(Problem requirements): Count the lines in the material below that contain the string "stone", matching case exactly. Reply with only the number.

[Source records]

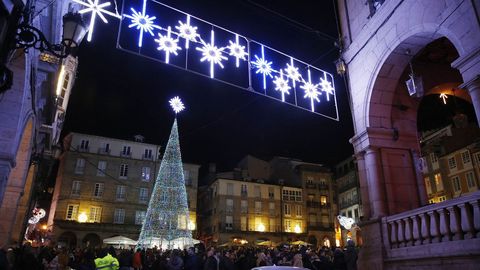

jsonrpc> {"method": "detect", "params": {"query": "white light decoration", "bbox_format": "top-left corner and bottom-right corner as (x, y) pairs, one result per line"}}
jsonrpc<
(168, 96), (185, 114)
(227, 34), (248, 67)
(300, 69), (322, 112)
(252, 45), (274, 90)
(155, 26), (182, 64)
(440, 93), (448, 104)
(273, 70), (291, 102)
(123, 0), (161, 47)
(175, 15), (200, 49)
(197, 30), (228, 78)
(73, 0), (122, 41)
(320, 72), (335, 101)
(285, 57), (302, 88)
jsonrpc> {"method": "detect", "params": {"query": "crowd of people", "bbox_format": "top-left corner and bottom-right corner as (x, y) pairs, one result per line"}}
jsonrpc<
(0, 241), (357, 270)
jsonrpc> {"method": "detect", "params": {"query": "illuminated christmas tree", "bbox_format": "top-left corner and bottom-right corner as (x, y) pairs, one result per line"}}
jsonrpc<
(137, 97), (192, 249)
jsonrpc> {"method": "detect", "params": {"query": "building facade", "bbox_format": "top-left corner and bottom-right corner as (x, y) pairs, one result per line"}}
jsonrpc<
(48, 133), (199, 246)
(199, 156), (336, 246)
(0, 0), (78, 245)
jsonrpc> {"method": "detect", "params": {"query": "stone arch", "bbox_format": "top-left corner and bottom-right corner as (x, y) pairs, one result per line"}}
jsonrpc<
(82, 233), (102, 247)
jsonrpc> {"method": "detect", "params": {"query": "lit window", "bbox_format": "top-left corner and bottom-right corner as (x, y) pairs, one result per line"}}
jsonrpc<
(142, 167), (150, 182)
(72, 181), (81, 196)
(452, 176), (462, 193)
(113, 208), (125, 224)
(97, 160), (107, 176)
(448, 157), (457, 170)
(93, 183), (105, 198)
(75, 158), (85, 174)
(65, 204), (78, 220)
(90, 206), (102, 222)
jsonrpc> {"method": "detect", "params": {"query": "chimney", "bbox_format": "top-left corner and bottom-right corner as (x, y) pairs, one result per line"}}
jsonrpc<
(208, 162), (217, 173)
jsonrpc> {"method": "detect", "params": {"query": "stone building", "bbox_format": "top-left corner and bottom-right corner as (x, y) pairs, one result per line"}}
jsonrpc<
(0, 0), (77, 246)
(48, 133), (199, 246)
(199, 156), (337, 246)
(337, 0), (480, 269)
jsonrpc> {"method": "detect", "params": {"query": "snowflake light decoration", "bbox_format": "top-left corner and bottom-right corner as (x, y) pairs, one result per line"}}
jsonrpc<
(155, 26), (182, 64)
(123, 0), (162, 47)
(73, 0), (122, 41)
(252, 45), (274, 90)
(285, 57), (302, 88)
(197, 30), (228, 78)
(168, 96), (185, 114)
(175, 15), (200, 49)
(300, 69), (322, 112)
(227, 34), (248, 67)
(273, 70), (290, 102)
(320, 72), (335, 101)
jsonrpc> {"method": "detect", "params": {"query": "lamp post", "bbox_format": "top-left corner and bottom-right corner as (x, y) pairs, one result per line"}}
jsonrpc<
(0, 12), (87, 93)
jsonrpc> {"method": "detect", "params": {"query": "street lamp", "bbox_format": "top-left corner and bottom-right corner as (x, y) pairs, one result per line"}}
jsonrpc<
(15, 12), (87, 58)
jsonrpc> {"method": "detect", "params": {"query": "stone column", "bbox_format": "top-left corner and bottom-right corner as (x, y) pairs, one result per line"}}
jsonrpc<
(355, 152), (371, 219)
(365, 147), (387, 218)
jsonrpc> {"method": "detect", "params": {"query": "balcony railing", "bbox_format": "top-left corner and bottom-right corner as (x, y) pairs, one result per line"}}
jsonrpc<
(382, 191), (480, 250)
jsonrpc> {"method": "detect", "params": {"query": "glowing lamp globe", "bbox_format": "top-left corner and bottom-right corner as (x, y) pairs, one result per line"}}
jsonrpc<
(78, 213), (88, 223)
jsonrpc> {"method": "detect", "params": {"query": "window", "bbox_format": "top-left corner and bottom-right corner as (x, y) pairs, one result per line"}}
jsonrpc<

(Task response): 3